_TEXT PROVIDED_
Open access is free, immediate, permanent, full-text, online access for any user web-wide to digital scientific and scholarly material, especially research articles in peer-reviewed journals.

Explains Wikipedia, the collaboratively crafted online encyclopaedia: “Open access means that any user, anywhere, who has access to the internet, may link, read, download, store, print-off, use, and data-mine the digital content of that article. An OA article usually has limited copyright and licensing restrictions.”

Libraries in India are facing growing costs, specially to sometimes maintain both print and on-line subscriptions and issues related to ‘perpetual’ electronic access to back-files.

Current Science, in the signed editorial titled “Science Journals: Issues of Access”, called the open access movement a “new wind” blowing over the “turbulent world of science publishing”.

Open access campaigners point out that science is most often paid for by public funds. Therefore, they say, the results of research must be freely available to anyone who wishes to read. This, argued the Current Science editorial, would “presumably enhance the worldwide reach of science”.

Sometimes, authors even pay the publisher to get their article published with funding coming out of their research grant. This allows reading to remain free.

“With internet search engines becoming ever more powerful, with every passing day, open archives may indeed lead to greater visibility and higher citation rates for publications; an outcome that is most desirable for both individual scientists and their institutions,” the April 10, 2008, issue of the magazine said.

Editor P. Balaram noted that scientific literature was globally exploding and publishing was an increasingly profitable enterprise.

“The frenzy to judge scientific output in terms of numbers of publication is now exploited by publishers, who are rapidly expanding their stable of journals,” the editorial added.

It suggested new laws to vest copyright with institutions, when research was publicly funded.

Current Science cited pressures on libraries worldwide to “prune their subscriptions in the face of mounting costs”.

It said Bangalore’s Indian Institute of Science (IISc), probably India’s largest holding of science and engineering journals, was thinking of trimming the library’s subscriptions.

Journals that the IISc faculty did not publish for a few years, which were not cited by IISc authors and also did not cite papers emerging from this Bangalore institution, were listed. This list could save Rs.10 million (US$250,000) by way of subscriptions.

_DATA LISTING_

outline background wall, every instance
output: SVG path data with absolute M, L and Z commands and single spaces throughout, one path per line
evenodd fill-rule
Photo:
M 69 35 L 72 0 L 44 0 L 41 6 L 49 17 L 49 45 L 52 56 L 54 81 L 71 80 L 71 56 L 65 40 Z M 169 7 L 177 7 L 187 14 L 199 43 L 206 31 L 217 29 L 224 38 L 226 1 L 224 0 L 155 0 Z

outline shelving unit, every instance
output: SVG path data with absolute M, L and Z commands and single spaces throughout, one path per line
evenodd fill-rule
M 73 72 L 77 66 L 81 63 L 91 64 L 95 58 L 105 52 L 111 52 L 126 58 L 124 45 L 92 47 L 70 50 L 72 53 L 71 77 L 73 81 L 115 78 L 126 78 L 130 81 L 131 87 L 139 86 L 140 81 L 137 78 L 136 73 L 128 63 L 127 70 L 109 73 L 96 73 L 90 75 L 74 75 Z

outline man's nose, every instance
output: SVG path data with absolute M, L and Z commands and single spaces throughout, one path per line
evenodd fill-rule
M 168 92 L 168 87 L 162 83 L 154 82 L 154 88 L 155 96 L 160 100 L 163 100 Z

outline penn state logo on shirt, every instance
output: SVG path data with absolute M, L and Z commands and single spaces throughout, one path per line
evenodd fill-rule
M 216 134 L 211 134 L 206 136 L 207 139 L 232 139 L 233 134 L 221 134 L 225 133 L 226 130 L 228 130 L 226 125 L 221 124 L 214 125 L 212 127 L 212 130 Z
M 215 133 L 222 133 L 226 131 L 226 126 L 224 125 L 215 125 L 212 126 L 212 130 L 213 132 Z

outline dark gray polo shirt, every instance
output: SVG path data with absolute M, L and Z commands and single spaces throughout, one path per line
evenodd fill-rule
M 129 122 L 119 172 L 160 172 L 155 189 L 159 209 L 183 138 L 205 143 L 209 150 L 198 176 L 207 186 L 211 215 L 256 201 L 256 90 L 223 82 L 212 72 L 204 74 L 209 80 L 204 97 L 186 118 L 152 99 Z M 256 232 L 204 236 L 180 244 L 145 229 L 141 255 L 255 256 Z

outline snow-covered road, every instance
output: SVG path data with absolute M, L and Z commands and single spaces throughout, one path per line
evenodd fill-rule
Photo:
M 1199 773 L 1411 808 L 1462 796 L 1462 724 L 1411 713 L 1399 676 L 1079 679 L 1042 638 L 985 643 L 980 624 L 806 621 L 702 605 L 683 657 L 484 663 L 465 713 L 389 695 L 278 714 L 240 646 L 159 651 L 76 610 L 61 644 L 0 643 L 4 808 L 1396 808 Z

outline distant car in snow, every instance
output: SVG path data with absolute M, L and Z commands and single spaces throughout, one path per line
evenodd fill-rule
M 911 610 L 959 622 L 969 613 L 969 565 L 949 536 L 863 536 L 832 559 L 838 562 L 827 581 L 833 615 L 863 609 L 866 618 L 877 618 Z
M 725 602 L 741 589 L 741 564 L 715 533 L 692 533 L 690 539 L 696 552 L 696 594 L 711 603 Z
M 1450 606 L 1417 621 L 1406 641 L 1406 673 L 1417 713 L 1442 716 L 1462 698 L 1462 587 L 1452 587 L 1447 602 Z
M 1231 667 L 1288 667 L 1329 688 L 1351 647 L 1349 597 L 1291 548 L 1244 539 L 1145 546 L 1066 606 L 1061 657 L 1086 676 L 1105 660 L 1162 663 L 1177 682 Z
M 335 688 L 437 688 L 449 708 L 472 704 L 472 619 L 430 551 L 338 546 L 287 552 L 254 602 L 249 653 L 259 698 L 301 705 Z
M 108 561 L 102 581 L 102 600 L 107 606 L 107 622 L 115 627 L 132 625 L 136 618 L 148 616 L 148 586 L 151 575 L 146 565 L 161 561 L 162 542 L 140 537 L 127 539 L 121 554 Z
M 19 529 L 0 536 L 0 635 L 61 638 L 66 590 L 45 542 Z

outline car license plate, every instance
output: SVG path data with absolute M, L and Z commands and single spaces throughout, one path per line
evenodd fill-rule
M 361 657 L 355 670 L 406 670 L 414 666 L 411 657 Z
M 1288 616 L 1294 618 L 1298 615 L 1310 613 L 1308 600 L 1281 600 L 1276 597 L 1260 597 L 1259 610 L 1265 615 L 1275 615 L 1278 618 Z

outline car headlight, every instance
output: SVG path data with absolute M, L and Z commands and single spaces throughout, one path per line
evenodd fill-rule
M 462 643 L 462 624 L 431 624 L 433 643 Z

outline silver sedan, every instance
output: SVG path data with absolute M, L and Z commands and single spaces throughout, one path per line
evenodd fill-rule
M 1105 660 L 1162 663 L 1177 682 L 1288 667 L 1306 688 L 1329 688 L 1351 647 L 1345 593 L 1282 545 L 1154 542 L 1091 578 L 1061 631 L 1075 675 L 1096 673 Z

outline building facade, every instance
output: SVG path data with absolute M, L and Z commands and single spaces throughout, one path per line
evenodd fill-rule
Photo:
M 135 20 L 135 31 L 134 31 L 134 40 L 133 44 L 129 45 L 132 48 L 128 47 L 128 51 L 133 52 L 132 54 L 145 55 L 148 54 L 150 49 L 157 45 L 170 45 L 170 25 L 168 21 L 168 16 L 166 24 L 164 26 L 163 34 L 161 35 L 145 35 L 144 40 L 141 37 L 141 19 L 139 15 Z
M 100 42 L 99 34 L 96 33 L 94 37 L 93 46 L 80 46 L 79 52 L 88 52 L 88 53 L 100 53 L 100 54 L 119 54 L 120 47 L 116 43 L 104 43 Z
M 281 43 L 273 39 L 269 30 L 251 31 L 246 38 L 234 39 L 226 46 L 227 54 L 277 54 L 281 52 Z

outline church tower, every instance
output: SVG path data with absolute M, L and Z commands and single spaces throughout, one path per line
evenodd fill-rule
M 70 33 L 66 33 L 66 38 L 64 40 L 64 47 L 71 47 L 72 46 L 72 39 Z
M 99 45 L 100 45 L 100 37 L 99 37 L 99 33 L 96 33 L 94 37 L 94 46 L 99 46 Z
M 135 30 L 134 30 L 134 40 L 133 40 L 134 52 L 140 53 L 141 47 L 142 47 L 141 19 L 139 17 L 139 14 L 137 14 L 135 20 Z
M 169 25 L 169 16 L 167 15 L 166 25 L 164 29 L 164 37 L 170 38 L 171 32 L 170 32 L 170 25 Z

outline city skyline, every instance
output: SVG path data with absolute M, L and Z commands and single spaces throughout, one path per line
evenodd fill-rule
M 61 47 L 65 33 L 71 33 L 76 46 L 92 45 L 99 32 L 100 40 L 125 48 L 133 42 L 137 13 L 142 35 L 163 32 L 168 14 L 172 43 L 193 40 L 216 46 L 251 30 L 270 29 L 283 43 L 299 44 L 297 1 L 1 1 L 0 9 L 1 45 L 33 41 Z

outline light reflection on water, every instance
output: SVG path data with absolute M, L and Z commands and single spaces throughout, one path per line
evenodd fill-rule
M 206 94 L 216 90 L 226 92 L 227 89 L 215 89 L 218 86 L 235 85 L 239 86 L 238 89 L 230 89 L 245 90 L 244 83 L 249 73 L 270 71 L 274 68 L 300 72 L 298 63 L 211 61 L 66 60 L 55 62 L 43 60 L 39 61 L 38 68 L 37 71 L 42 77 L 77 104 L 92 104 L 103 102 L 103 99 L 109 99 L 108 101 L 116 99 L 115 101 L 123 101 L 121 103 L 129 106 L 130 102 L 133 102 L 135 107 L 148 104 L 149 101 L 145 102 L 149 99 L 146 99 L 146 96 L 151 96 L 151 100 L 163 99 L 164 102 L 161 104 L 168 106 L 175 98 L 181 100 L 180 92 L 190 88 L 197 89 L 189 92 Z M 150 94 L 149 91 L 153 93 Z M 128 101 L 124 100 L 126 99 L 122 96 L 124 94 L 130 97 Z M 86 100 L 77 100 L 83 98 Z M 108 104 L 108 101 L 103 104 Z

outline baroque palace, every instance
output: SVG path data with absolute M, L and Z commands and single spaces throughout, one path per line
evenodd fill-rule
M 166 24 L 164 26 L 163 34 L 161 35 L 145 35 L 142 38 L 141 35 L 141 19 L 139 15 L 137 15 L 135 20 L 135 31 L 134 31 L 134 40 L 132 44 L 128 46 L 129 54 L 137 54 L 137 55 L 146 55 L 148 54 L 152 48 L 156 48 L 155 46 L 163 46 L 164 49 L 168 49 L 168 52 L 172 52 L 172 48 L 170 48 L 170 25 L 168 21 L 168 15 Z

_REQUIREMENT 1_
Answer these questions using the open access article:
(a) Which magazine ran the editorial titled "Science Journals: Issues of Access"?
(b) Who is identified as the editor?
(c) How much could the list of journals save in subscriptions?
_REQUIREMENT 2_
Reproduce the passage of the open access article between "Sometimes, authors even" and "the editorial added.", inclusive.

_FINAL RESULT 1_
(a) Current Science
(b) P. Balaram
(c) Rs.10 million (US$250,000)

_FINAL RESULT 2_
Sometimes, authors even pay the publisher to get their article published with funding coming out of their research grant. This allows reading to remain free.

“With internet search engines becoming ever more powerful, with every passing day, open archives may indeed lead to greater visibility and higher citation rates for publications; an outcome that is most desirable for both individual scientists and their institutions,” the April 10, 2008, issue of the magazine said.

Editor P. Balaram noted that scientific literature was globally exploding and publishing was an increasingly profitable enterprise.

“The frenzy to judge scientific output in terms of numbers of publication is now exploited by publishers, who are rapidly expanding their stable of journals,” the editorial added.